§ **ESERCIZI**
A - Nell'articolo sulle violenze subite dalle atlete, di quali elementi è costellato l'agonismo secondo l'autore? Elencali tutti.
B - Per favore, scrivi il seguito dell'articolo sulle violenze subite dalle atlete, ripartendo dopo l'ultima frase riportata.

§ **TESTO FORNITO**
>>
Le denunce delle atlete italiane sulle violenze psicologiche invitano ad una riflessione: no allo sport come violenza fisica e psicologica in vista delle prestazioni.

Gli episodi di body shaming e violenza psicologica che stanno emergendo in questi giorni dai racconti di alcune atlete delle “Farfalle” di ginnastica ritmica della nazionale Italiana, sono sicuramente la punta di un iceberg nascosto in alcuni ambienti sportivi ma non solo. Pensiamo che sport, violenza fisica e psicologica non sono termini che possono coesistere.

 Che l’agonismo sia costellato da spirito di sacrificio, di costanza, di fatica e di rigore è indubbio, ma quando questo si trasforma in sofferenza e violenza fisica e psicologica tanto, in alcuni casi, da costringere le atlete a pensieri suicidi, si è superato il limite.

Dalla denuncia di Nina Corradini, si è aperto il vaso di Pandora, ex atleta di ginnastica ritmica, è nato un caso su presunti abusi fisici e psicologici perpetrati dalle ex allenatrici del centro federale di Desio, che ha portato altre atlete a raccontare con coraggio le loro esperienze negative, dando una visione di come anche il mondo dello sport sia contaminato da sofferenza, umiliazioni giornaliere, malessere fisico e psicologico sono questi i sentimenti provati dall’atleta Nina Corradini alle parole: “Maialina”, “Vergognati”, “mangia di meno”, “come fai a vederti allo specchio?sentimenti che nel suo caso e in altri si sono trasformati in comportamenti dannosi per la loro salute; come le ripetute privazioni alimentari fino all’assunzione di farmaci per perdere peso, al fine di evitare le continue vessazioni subite dopo i giornalieri check di controllo.
<<
§ **DATI FORNITI**
>>
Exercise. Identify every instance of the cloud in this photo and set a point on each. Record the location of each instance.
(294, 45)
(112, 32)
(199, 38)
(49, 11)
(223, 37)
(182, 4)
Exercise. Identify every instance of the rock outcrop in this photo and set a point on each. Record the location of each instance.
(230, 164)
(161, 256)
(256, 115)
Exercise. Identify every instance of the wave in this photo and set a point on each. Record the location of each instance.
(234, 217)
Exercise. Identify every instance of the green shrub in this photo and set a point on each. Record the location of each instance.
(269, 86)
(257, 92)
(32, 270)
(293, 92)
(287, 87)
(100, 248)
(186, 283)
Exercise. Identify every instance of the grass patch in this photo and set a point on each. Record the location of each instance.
<<
§ **RISPOSTE SCRITTE**
A -
- spirito di sacrificio
- costanza
- fatica
- rigore

B -
Ancora più sconcertanti, le dichiarazioni di Anna Basta, anche lei ex atleta del centro federale da quando aveva 15 anni. La giovanissima atleta ha raccontato di aver fatto spesso pensieri suicidi, di aver sofferto attacchi di panico e di aver sviluppato problemi alimentari, proseguiti anche dopo l’esperienza sportiva. A tutto ciò si aggiungerebbe, come da quest’ultima dichiarato, l’immobilismo dei “piani alti”, la mancanza di interventi su queste procedure dopo che la stessa aveva denunciato la situazione subita. 

I fenomeni di violenza psicologica e body shaming devono essere pertanto stigmatizzati e repressi all’origine. Fare chiarezza, quando emergono vicende come queste, è dovuta anche per rendere merito e giustizia a tutte quelle società sportive che operano seriamente ed hanno a cuore prima di tutto il benessere delle atlete e degli atleti e che non hanno nulla a che vedere con certe pratiche.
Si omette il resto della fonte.